# PROBLEM TO SOLVE:
Print the data exactly as it is given, please.

[Source records]

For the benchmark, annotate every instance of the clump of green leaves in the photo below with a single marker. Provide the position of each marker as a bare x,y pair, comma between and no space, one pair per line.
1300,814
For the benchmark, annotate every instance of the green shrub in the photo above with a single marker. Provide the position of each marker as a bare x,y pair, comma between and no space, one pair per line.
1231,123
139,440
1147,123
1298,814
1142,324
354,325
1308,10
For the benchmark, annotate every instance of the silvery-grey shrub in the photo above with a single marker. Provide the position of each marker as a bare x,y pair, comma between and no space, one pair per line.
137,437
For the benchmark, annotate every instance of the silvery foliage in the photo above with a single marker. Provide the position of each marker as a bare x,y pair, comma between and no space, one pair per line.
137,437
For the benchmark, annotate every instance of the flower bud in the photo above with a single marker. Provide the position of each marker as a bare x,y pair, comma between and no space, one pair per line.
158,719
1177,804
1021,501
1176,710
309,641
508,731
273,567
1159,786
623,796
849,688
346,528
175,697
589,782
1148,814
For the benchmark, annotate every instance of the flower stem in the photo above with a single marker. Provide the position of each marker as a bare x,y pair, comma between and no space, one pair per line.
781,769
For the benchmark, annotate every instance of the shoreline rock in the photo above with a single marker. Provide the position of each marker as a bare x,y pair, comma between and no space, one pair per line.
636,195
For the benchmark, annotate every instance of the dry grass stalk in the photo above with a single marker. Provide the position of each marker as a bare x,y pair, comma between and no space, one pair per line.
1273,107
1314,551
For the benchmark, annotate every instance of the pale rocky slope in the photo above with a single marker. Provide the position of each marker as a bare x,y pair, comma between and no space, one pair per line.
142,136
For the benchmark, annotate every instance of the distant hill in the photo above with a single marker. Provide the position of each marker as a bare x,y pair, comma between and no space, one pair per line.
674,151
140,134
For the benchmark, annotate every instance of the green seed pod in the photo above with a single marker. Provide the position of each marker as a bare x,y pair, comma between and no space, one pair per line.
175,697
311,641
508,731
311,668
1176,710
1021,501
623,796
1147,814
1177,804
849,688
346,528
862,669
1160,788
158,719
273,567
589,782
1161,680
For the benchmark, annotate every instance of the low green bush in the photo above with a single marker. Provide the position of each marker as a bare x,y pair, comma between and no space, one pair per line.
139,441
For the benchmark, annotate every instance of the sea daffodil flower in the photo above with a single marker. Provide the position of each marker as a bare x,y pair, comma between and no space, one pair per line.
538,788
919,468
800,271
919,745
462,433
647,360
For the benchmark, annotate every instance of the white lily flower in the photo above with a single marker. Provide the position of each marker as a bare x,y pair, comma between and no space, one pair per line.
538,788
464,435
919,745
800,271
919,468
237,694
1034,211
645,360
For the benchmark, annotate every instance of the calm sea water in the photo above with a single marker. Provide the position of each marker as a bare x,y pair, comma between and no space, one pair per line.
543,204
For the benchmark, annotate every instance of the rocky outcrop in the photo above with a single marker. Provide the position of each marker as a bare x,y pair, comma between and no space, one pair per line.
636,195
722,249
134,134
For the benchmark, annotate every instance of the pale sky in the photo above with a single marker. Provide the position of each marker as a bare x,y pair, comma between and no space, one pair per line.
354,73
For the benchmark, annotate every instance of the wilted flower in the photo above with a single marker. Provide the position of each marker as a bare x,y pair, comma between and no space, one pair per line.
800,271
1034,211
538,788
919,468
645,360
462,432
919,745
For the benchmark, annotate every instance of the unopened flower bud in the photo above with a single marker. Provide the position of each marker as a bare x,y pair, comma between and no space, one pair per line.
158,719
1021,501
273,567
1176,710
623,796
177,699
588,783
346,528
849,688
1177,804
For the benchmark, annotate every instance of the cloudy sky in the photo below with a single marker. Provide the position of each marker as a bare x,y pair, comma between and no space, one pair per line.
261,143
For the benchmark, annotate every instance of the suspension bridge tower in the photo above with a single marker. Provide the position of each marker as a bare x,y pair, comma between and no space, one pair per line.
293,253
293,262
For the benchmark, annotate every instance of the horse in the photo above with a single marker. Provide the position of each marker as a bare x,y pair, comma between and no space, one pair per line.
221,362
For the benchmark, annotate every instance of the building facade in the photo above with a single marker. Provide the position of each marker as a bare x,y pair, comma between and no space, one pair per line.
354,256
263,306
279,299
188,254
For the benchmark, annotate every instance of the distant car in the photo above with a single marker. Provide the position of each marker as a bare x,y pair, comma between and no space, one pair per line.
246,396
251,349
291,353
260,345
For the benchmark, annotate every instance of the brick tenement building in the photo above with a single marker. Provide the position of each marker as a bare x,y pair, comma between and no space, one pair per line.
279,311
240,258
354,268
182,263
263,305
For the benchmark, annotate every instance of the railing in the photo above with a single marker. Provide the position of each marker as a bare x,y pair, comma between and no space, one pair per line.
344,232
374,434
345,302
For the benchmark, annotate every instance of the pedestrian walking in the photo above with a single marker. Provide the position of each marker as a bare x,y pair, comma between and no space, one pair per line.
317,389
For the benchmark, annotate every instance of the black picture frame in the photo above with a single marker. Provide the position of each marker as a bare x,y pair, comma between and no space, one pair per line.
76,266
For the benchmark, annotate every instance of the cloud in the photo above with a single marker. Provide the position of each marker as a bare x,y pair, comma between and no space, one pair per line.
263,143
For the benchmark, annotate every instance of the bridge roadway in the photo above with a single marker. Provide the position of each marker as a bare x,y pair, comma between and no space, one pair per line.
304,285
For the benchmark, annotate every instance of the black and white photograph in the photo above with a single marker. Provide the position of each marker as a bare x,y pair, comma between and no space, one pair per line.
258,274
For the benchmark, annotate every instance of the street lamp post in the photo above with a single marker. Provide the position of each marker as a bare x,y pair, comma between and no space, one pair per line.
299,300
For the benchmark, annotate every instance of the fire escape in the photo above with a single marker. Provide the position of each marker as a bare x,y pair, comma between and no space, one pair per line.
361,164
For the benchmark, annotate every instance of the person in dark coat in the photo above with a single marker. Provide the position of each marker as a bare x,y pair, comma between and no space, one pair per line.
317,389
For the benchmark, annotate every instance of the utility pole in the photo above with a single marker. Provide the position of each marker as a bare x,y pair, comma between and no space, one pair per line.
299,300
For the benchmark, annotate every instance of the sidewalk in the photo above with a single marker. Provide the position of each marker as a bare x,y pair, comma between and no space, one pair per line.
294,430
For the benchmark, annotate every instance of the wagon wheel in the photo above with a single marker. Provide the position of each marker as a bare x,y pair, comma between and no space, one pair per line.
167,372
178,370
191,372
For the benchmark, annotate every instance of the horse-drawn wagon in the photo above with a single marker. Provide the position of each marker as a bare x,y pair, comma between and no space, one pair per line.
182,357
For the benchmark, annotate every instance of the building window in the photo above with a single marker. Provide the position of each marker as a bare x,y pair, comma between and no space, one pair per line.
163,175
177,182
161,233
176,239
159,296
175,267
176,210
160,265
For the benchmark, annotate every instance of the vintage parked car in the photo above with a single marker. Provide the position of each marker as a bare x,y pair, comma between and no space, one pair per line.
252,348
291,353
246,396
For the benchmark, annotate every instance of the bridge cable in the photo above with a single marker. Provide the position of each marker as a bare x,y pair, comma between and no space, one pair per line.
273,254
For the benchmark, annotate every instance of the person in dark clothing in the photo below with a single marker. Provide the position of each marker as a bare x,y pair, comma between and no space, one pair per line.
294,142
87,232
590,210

# OUTPUT BELOW:
For the benchmark, annotate every instance of the clump of green leaves in the photo below with a single marker. Provide the position of each marker as a bare x,y pair, comma between and no space, one pair per line.
1300,814
For the benchmark, annotate every instance of the green shrub in the photo above with a single marker. Provide the position of each marker as a bare x,y pair, comma between and no space, one pair per line.
1231,123
139,440
1147,123
1298,814
1142,324
354,325
1308,10
For the benchmark, annotate every instance of the silvery-grey shrub in the photo above with a single marker. Provide the position of each marker as a bare x,y pair, comma between and no space, one pair per line.
137,437
For the benchmark, annotate every instance of the silvery foliage in the photo above with a single marker. Provide the position of each marker as a bare x,y pair, comma between and no space, one pair per line.
137,437
For the benchmark, annotate every instance of the flower bud in the photo above with a single marker. Provide the position of each marker as a bare x,y pair, comma between and no space, one pair per line.
158,719
1177,804
1021,501
1176,710
309,641
508,731
273,567
1159,786
623,796
849,688
346,528
175,697
589,782
1148,814
For the benchmark, annotate every instance of the flower stem in the photo above with a single marker. Provide the position of each marker as a bare x,y pair, comma between and no space, one pair per line.
781,769
For the benchmark, annotate every instance of the shoreline rock in the photo above with a single marker. Provide the position of each marker as a bare x,y pair, comma between and no space, one pair per line.
636,195
For the benchmark, annotate every instance of the dry grass stalk in the photo above with a single marker. Provide the position of each marker as a bare x,y pair, comma between and no space, one pair per line.
1273,107
1314,551
For the benchmark, annotate every instance of the pale rocky slope in the photo above with a single marker. Provide the position of each marker as a bare x,y pair, comma between and no space, one pair per line.
142,136
For the benchmark, annotate every instance of the distant hill in the photo above with a single marker. Provide the position of each marker as a bare x,y pair, comma between and no space, one pair per line.
674,151
140,134
For the benchmark, annotate every instance of the green seed pod in the photo above with a single marker. Provide the position of each marker as a bare x,y pair, comma between and no space, one pair per line.
175,697
311,641
508,731
311,668
1176,710
1021,501
623,796
1147,814
1177,804
849,688
346,528
862,669
1160,788
158,719
273,567
589,782
1161,680
For the benchmark, annotate every instance of the low green bush in the photo above with a single marker. Provide the position of each marker as a bare x,y pair, comma between and no space, one pair per line.
139,441
For the benchmark, annotate every instance of the sea daffodil flower in the photo above with a single marker. Provide the position of each marker as a bare x,y pair, comma between and no space, one pair per line.
538,788
919,468
800,271
919,745
462,433
647,360
For the benchmark, annotate every instance of the white lily flower in the photo above with a single marker. Provide the position of each marker as a bare x,y pair, comma between and no space, one pair per line.
538,788
464,435
919,745
800,271
919,468
237,694
1034,211
645,360
For the benchmark, annotate every instance of the calm sea water in the photo above with a single marker. Provide the position of each marker as a bare x,y pair, comma between and no space, one pair per line.
543,204
For the benchmark, annotate every instance of the rocky outcrop in the photo above with a single marker. Provide the position of each marker as a bare x,y pair, comma between and no space, one pair per line.
636,195
722,249
134,134
For the benchmark, annotate every instance of the pale sky in the photo above with a single marker. Provide the position of each marker as a bare x,y pair, comma between and no space, one pair per line.
354,73
For the benchmark, annotate every instance of the wilted flower in the photo above with a single marker. Provide the position of each marker as a bare x,y pair, comma between and no space, one pair per line.
800,271
1034,211
538,788
919,468
645,360
462,432
919,745
For the benchmark, annotate every instance of the unopened flower bud in the photo above with a single marker. Provide the position of each marker as a bare x,y pair, comma between and no space, one pair per line.
158,719
1021,501
273,567
1176,710
623,796
177,699
588,783
346,528
849,688
1177,804
For the benchmark, annotate every instance of the cloudy sky in the photo below with a single marker. Provide the position of each marker as a bare x,y pair, comma between and no space, one pair per line.
261,143
For the benchmark, annotate every instance of the suspension bridge tower in the photo above with a single marker. Provide the position of each marker as a bare x,y pair, comma between and no space, one pair per line.
293,253
293,262
For the benchmark, annotate every instance of the horse in the photo above with a single marker. Provide the position of each marker as a bare x,y pair, comma between and no space, one pair per line.
221,362
For the benchmark, annotate every instance of the building facade in the photo above with a single marker. Provide the position of each marker as a bare x,y pair, comma between and no space, one pair per line.
354,256
263,306
279,299
188,254
For the benchmark, annotate every instance of the distant car in the photo above with a single marker. Provide the position of each marker as a bare x,y pair, comma between and no space, one pair per line.
246,396
251,349
291,353
260,345
For the benchmark, annotate every instance of the brick tenement building in the photo above with a single marker. Provide the position of each marker as a bare x,y pair, comma between and no space, one pair per line.
279,311
240,258
354,268
182,263
263,305
For the benchmark, annotate every instance of the railing in the photo above with a single marker. Provide the position of each marker as a bare x,y pair, comma between and no space, one pair per line.
344,232
374,434
345,302
For the benchmark, annotate every instance of the pedestrian walking in the photo above with a single marker. Provide the position of each marker as a bare x,y pair, comma between and no space, one pair per line.
317,389
For the benchmark, annotate every instance of the black picture frame in the photo above with a single marker. Provide the position of each marker as a bare x,y pair, comma between and no space, one pair per line.
76,266
For the benchmark, annotate every instance of the cloud in the photo above with a single marker. Provide the position of each marker as a bare x,y pair, comma between and no space, one pair per line.
263,143
For the benchmark, annotate every instance of the bridge roadway in the photo above with a single marker. Provide the position of each marker as a bare x,y pair, comma between and no space, one pair per line.
304,285
For the benchmark, annotate every instance of the black and white photograph in the photo above with a single marker. Provide the position of each marker as a bare x,y pair, comma between and no space, one pair per line.
258,274
For the benchmark, annotate every instance of the street lamp post in the photo above with a single marker. Provide the position of each marker as a bare x,y pair, comma between and no space, one pair per line.
299,300
For the benchmark, annotate every instance of the fire escape in the photo above with a single marker. Provide the position of each marker as a bare x,y pair, comma between and no space, one pair per line.
361,164
For the benchmark, annotate every instance of the person in dark coat in the photo above with a single marker. Provide the position of each marker as a bare x,y pair, comma between and no space, one pair per line.
317,389
For the benchmark, annotate every instance of the utility pole in the photo above with a single marker. Provide the position of each marker as a bare x,y pair, comma between and no space, one pair per line.
299,300
For the benchmark, annotate every instance of the sidewalk in the photo above with a single marker. Provide the position of each marker as a bare x,y pair, comma between and no space, one pair per line.
294,430
For the benchmark, annotate every instance of the wagon wheel in the photo above with a single marker. Provide the position of each marker as a bare x,y pair, comma between and no space, one pair per line.
167,372
178,370
191,372
For the benchmark, annotate every instance of the horse-drawn wagon in the photo above with a single marker. Provide the position of each marker as a bare x,y pair, comma between and no space, one pair per line.
182,357
For the benchmark, annotate every instance of the building window in the photo above with a single marker. Provide the position of each marker as a bare x,y pair, comma between and no space, one pair per line.
163,175
177,182
161,233
176,239
159,296
175,267
176,210
160,265
For the benchmark, annotate every instance of the vintage parked car in the photo above with a single marker. Provide the position of each marker as a bare x,y pair, comma between and no space, one pair per line.
252,348
291,353
246,396
For the benchmark, annotate every instance of the bridge cable in the photo above with a single marker. Provide the position of each marker as a bare x,y pair, comma between and no space, one pair per line.
273,254
For the benchmark, annotate every instance of the person in dark clothing in the photo below with a single marker. Provide the position of each marker as a bare x,y pair, comma between and no space, one pair per line.
294,142
87,232
590,210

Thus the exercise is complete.